Written problem: From the line containing "In this exercise you will identify every instance of the temple" down to the last line of the records below, copy every line exactly. Leave out everything before it.

Dataset rows:

## START

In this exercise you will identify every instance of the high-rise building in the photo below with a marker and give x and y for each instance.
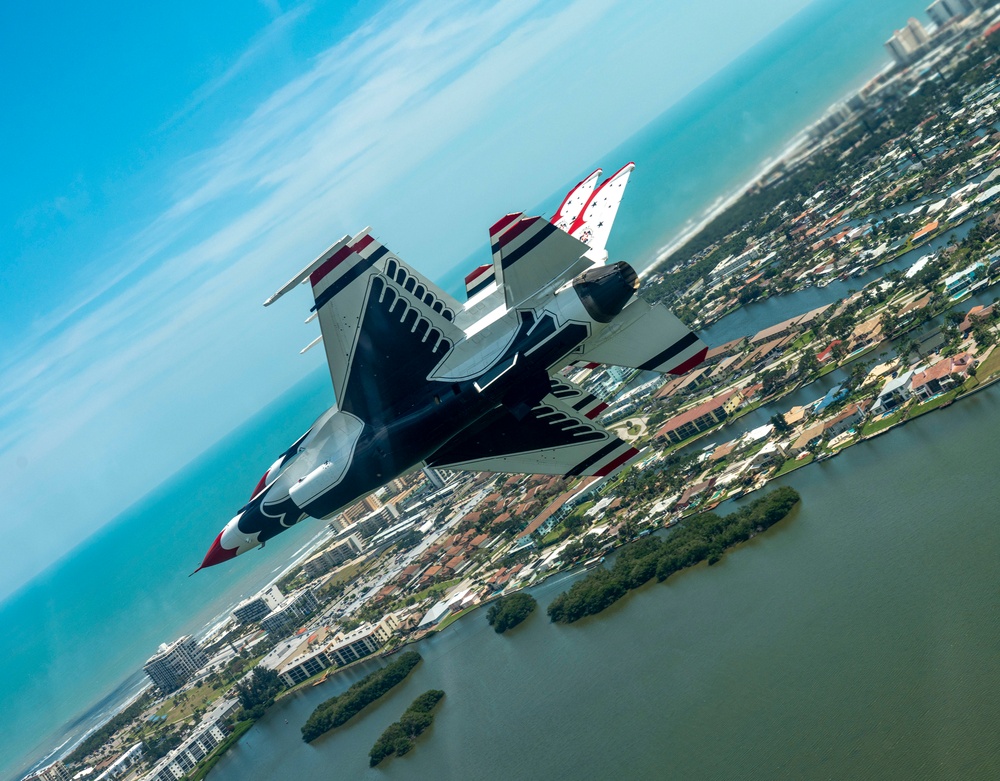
(54, 772)
(172, 666)
(289, 614)
(359, 510)
(258, 606)
(434, 478)
(907, 44)
(334, 556)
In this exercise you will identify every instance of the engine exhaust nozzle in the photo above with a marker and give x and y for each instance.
(604, 291)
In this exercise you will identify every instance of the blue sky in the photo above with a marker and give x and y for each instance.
(168, 168)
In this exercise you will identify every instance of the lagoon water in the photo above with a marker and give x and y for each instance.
(856, 639)
(622, 687)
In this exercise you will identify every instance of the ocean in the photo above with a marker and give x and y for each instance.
(76, 637)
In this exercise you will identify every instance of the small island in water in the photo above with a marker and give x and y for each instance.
(703, 537)
(399, 736)
(338, 710)
(509, 611)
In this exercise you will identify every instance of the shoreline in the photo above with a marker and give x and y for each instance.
(792, 149)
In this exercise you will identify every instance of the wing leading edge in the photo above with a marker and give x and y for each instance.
(558, 437)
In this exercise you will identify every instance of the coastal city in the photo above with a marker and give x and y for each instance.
(881, 225)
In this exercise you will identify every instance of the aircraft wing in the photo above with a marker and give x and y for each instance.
(384, 326)
(531, 255)
(648, 337)
(558, 437)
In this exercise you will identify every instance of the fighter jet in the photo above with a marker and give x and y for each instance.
(423, 380)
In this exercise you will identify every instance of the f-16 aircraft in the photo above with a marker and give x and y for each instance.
(422, 380)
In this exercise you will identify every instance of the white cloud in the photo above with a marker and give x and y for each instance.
(427, 122)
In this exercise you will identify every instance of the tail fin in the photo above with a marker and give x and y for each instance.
(593, 224)
(574, 202)
(479, 280)
(343, 282)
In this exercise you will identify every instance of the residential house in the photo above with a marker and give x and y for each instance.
(895, 392)
(848, 418)
(806, 440)
(941, 376)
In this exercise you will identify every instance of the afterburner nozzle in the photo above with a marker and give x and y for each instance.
(605, 290)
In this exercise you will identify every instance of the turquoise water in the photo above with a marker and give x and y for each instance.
(855, 640)
(76, 637)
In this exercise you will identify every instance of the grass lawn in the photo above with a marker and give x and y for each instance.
(436, 587)
(792, 464)
(873, 427)
(802, 340)
(453, 618)
(990, 366)
(933, 404)
(344, 574)
(183, 704)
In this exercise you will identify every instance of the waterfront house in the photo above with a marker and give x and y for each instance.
(941, 376)
(770, 454)
(980, 313)
(701, 417)
(795, 415)
(956, 284)
(806, 440)
(846, 419)
(895, 392)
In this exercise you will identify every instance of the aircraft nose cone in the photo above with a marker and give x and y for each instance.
(217, 554)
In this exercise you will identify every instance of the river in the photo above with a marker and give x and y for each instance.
(857, 639)
(749, 319)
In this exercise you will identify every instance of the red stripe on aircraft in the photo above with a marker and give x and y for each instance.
(329, 265)
(580, 221)
(519, 228)
(691, 362)
(260, 485)
(603, 472)
(480, 270)
(337, 258)
(558, 215)
(503, 222)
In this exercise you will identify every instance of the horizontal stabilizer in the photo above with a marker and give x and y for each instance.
(646, 337)
(593, 225)
(531, 254)
(557, 437)
(361, 285)
(479, 280)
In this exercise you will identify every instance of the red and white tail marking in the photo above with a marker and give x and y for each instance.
(574, 202)
(479, 280)
(593, 224)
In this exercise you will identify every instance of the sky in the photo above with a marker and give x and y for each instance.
(168, 168)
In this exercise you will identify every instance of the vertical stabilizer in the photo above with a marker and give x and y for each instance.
(574, 202)
(593, 225)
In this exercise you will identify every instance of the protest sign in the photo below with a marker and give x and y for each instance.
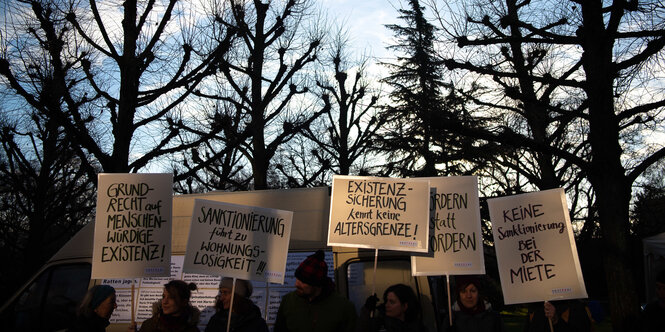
(238, 241)
(455, 241)
(535, 247)
(132, 226)
(379, 213)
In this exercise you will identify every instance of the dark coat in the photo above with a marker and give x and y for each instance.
(573, 316)
(486, 320)
(383, 323)
(93, 323)
(159, 322)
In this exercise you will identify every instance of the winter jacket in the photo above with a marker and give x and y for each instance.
(486, 320)
(389, 324)
(159, 322)
(246, 317)
(93, 323)
(653, 317)
(572, 316)
(329, 312)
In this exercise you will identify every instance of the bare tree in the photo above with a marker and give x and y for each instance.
(266, 79)
(343, 136)
(574, 77)
(139, 69)
(45, 195)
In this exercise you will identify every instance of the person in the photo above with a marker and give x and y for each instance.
(400, 312)
(471, 311)
(653, 316)
(173, 313)
(314, 306)
(246, 316)
(565, 315)
(95, 310)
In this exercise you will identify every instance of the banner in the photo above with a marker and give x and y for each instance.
(379, 213)
(455, 240)
(535, 247)
(238, 241)
(132, 226)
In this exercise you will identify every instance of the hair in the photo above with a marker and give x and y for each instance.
(405, 295)
(181, 292)
(87, 308)
(461, 283)
(660, 277)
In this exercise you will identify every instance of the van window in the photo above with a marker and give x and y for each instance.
(360, 278)
(49, 303)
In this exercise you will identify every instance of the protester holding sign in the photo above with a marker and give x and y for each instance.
(95, 310)
(314, 305)
(565, 316)
(246, 316)
(400, 312)
(471, 312)
(173, 313)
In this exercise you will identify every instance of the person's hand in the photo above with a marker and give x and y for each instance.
(550, 312)
(371, 302)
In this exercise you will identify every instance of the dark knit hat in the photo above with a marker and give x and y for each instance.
(463, 281)
(313, 270)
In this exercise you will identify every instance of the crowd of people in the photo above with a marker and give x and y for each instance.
(315, 306)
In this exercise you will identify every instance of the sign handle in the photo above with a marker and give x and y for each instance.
(133, 305)
(376, 259)
(233, 292)
(265, 309)
(450, 308)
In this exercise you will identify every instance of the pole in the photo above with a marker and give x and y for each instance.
(450, 307)
(376, 259)
(233, 292)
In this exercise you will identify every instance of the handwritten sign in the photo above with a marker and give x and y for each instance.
(380, 213)
(149, 290)
(238, 241)
(535, 247)
(455, 241)
(132, 226)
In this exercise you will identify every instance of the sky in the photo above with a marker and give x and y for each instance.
(365, 21)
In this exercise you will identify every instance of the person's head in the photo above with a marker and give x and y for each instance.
(401, 302)
(100, 301)
(243, 289)
(312, 275)
(660, 286)
(468, 291)
(175, 296)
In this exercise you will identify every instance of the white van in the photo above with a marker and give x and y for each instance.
(49, 300)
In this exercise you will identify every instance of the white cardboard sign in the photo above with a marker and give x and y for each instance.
(379, 213)
(455, 240)
(535, 247)
(238, 241)
(132, 226)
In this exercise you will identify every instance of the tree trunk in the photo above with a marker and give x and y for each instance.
(607, 174)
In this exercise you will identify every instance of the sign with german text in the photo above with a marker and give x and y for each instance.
(535, 247)
(132, 226)
(238, 241)
(455, 241)
(379, 213)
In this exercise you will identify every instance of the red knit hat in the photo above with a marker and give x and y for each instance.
(313, 270)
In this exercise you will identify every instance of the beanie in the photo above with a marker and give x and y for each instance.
(99, 294)
(313, 270)
(243, 287)
(463, 281)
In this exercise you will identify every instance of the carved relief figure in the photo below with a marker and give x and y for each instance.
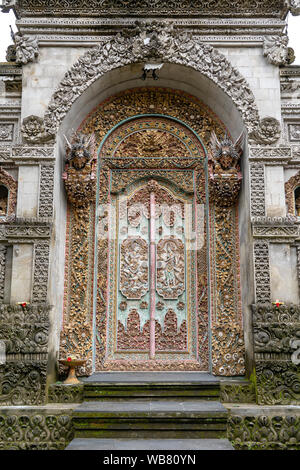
(134, 268)
(224, 170)
(170, 268)
(79, 175)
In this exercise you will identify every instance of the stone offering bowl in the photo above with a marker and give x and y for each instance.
(72, 364)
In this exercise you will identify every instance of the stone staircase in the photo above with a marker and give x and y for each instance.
(138, 410)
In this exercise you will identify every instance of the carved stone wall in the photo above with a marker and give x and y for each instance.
(266, 431)
(25, 332)
(35, 429)
(277, 349)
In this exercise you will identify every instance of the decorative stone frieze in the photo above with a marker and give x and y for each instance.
(6, 132)
(257, 185)
(33, 130)
(279, 155)
(262, 271)
(14, 232)
(290, 187)
(224, 170)
(36, 428)
(268, 132)
(27, 49)
(27, 154)
(275, 330)
(285, 229)
(219, 8)
(11, 185)
(62, 393)
(79, 175)
(25, 331)
(46, 191)
(3, 252)
(41, 272)
(276, 50)
(269, 430)
(174, 47)
(294, 7)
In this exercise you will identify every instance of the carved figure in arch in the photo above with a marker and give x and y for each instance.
(224, 169)
(79, 153)
(79, 174)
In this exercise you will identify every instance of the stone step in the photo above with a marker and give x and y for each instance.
(132, 385)
(150, 444)
(152, 418)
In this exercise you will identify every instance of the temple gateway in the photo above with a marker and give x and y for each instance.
(150, 226)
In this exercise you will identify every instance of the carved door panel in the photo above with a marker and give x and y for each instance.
(151, 276)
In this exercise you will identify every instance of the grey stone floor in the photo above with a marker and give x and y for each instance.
(150, 377)
(150, 444)
(151, 406)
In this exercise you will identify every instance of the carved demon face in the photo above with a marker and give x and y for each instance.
(226, 159)
(79, 159)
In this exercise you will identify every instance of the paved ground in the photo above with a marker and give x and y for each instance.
(150, 406)
(150, 444)
(150, 377)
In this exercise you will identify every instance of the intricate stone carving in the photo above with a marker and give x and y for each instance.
(276, 227)
(35, 429)
(6, 132)
(79, 174)
(276, 329)
(41, 269)
(144, 8)
(121, 153)
(3, 252)
(27, 49)
(262, 271)
(134, 262)
(257, 184)
(228, 349)
(33, 130)
(276, 49)
(224, 170)
(61, 393)
(294, 7)
(46, 191)
(12, 186)
(268, 132)
(279, 431)
(25, 332)
(178, 48)
(290, 186)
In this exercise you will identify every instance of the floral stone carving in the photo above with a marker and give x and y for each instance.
(79, 175)
(27, 49)
(224, 170)
(166, 45)
(33, 130)
(276, 50)
(268, 132)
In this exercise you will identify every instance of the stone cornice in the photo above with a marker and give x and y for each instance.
(155, 8)
(25, 231)
(276, 229)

## END

The result:
In this exercise you will identify every instance of the temple gateway in the photo above with a marker and give x and y for each instance.
(150, 226)
In this exercise you will identify every instance of the carved door panel in the photo above with a marker and give x and y for each instance.
(151, 276)
In this exercise you will identify every instance of the grey stone floor in the photo above with a marker and give x and y for each instance.
(150, 377)
(150, 444)
(151, 406)
In this exercise you will identify every instance of the carved demon face in the photo above with a marker and give x and y for each instance.
(226, 159)
(79, 159)
In this exercise you will identify every instance of the paved ground in the photo above with a marker and give x and y for each instance.
(150, 406)
(150, 444)
(150, 377)
In this exercise you will identify every instance of the intricate stone carving in the photo above with a marker and give x and y for each instance.
(276, 227)
(35, 429)
(6, 132)
(79, 174)
(276, 329)
(41, 269)
(144, 8)
(121, 153)
(3, 252)
(27, 49)
(262, 271)
(134, 262)
(257, 184)
(228, 349)
(33, 130)
(276, 49)
(224, 170)
(61, 393)
(294, 7)
(46, 191)
(12, 186)
(268, 132)
(279, 431)
(25, 332)
(178, 48)
(290, 186)
In this exercise you will identify every instance of the floral stone carving in the photo above with a marker and give x and y for each instance.
(79, 175)
(27, 49)
(224, 170)
(166, 45)
(33, 130)
(276, 50)
(268, 132)
In this exercise you will identify every instance of the stone cornice in the photo above with a marker and give x and y for each instance.
(155, 8)
(25, 231)
(276, 229)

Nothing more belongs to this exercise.